Start of DOCUMENT EXCERPT

Propaganda or Conpaganda?

In the 1930s North America’s economy tanked along with the rest of the world’s, following WWI and The Roaring Twenties (more on the 20s: Alanah’s blog). The now dry farmlands known as Dust Bowls became full of families forced into a life of wandering. These families truly represented the harsh and dark times that had fallen over Canada and the United States, and none of them more than the family of Florence Owens Thompson, the focus of this iconic
photo: Migrant Mother, taken in 1936. In this photo we see a mothers face full of concern with the weight of her children literally on her shoulders. But the surprising thing about this photograph is that it is technically propaganda used by the United States Government.

 

 

This here is a picture of Dorothea Lange, a renowned photographer and journalist who was sent to the California by the US government in 1935. She was the photographer who took the Migrant Mother photo, but she was not the only one there.

End of DOCUMENT EXCERPT

- REQUIRED ACTIONS -
**a)** According to the Migrant Mother post, what is surprising about the photograph?
**b)** Name every person the Migrant Mother post mentions by name.
**c)** Decide whether each statement agrees with the Migrant Mother post, and support each yes or no with the deciding words of the post: (i) The Migrant Mother photo was taken in 1936. (ii) Dorothea Lange was the only photographer present. (iii) The US government sent Lange to California in 1937.
The entries that come next are separate material and have no connection to the Migrant Mother post.

Start of PROVIDED MATERIAL

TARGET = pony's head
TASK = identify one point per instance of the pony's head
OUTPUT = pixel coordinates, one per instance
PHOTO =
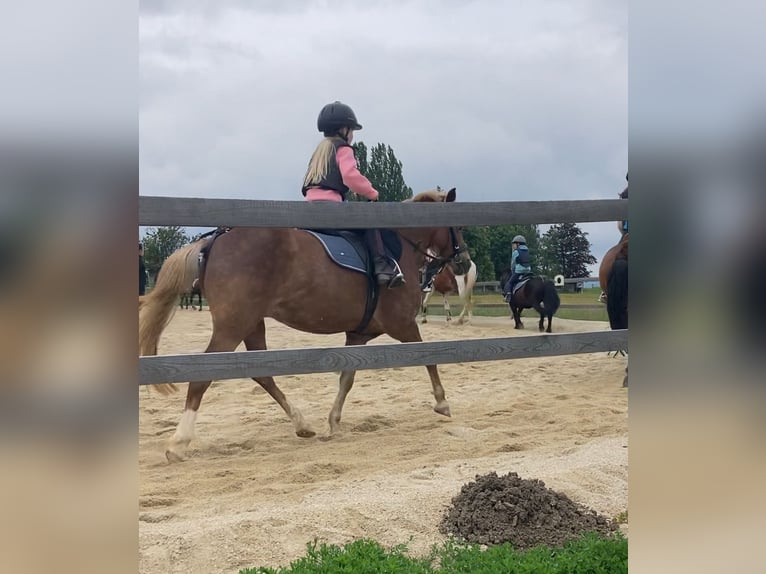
(446, 242)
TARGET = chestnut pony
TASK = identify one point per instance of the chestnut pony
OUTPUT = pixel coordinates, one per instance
(447, 283)
(252, 273)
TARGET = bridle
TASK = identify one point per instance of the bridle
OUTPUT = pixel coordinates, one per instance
(437, 262)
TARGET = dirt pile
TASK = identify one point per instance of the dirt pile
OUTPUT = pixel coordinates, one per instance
(496, 509)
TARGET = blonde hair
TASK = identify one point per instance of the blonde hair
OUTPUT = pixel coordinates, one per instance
(319, 164)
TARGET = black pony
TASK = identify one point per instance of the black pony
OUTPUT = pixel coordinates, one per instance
(537, 293)
(617, 298)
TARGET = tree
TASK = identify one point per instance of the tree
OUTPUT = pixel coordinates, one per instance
(384, 172)
(159, 243)
(566, 251)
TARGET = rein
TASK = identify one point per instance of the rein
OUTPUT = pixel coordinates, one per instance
(438, 262)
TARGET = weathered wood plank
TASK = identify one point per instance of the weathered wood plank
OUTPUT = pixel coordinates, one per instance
(532, 314)
(208, 212)
(219, 366)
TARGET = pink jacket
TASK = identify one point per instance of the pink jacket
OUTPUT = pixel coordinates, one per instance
(352, 178)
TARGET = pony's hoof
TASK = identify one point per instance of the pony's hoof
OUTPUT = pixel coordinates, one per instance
(443, 409)
(173, 456)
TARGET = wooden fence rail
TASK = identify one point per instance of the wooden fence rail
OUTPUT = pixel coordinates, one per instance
(244, 364)
(196, 212)
(199, 212)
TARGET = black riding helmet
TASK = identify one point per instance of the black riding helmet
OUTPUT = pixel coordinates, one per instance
(335, 116)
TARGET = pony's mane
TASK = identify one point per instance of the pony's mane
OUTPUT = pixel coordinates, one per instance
(436, 195)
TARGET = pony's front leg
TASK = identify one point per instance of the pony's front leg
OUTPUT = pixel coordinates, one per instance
(424, 306)
(411, 334)
(344, 386)
(256, 341)
(517, 317)
(345, 383)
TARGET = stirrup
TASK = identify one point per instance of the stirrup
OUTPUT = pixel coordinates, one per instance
(396, 281)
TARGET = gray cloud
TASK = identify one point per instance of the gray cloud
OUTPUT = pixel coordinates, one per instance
(505, 100)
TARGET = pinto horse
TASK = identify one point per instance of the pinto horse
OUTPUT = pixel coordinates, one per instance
(537, 293)
(254, 273)
(187, 298)
(613, 278)
(447, 283)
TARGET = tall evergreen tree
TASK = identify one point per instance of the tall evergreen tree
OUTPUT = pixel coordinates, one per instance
(566, 251)
(383, 170)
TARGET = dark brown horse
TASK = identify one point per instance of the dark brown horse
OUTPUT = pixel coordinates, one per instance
(254, 273)
(613, 277)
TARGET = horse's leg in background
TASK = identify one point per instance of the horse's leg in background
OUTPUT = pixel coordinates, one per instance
(516, 312)
(256, 341)
(424, 306)
(346, 382)
(467, 309)
(543, 312)
(411, 334)
(219, 342)
(447, 310)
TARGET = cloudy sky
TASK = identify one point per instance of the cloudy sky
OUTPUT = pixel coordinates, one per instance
(503, 99)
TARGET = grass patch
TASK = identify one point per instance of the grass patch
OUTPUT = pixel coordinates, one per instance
(590, 554)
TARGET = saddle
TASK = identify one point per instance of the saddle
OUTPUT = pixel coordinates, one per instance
(521, 282)
(348, 250)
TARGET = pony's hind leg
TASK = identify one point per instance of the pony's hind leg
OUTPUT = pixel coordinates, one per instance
(345, 383)
(411, 334)
(256, 341)
(185, 429)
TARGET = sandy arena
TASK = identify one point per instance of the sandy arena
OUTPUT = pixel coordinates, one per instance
(251, 493)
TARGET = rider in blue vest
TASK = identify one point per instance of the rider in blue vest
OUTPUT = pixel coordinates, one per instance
(521, 264)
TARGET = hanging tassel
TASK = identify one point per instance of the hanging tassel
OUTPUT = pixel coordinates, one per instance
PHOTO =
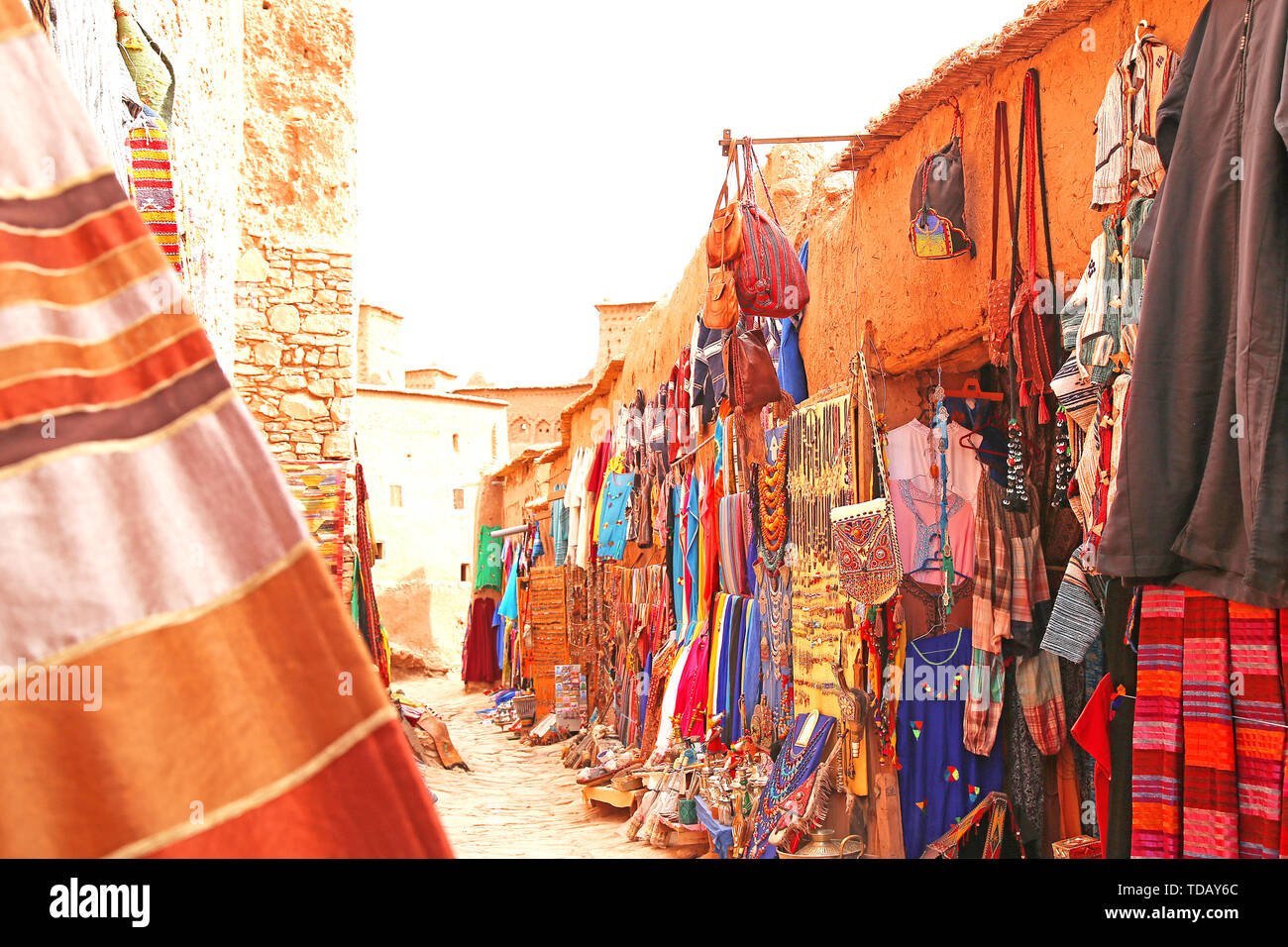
(84, 38)
(785, 407)
(751, 437)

End of PROVIDED MATERIAL

- EXERCISE RESPONSES -
**a)** The surprising thing is that the photograph is technically propaganda that the United States Government used.

**b)** Alanah, Florence Owens Thompson, and Dorothea Lange.

**c)**
(i) Yes: "photo: Migrant Mother, taken in 1936."
(ii) No: "but she was not the only one there."
(iii) No: "sent to the California by the US government in 1935."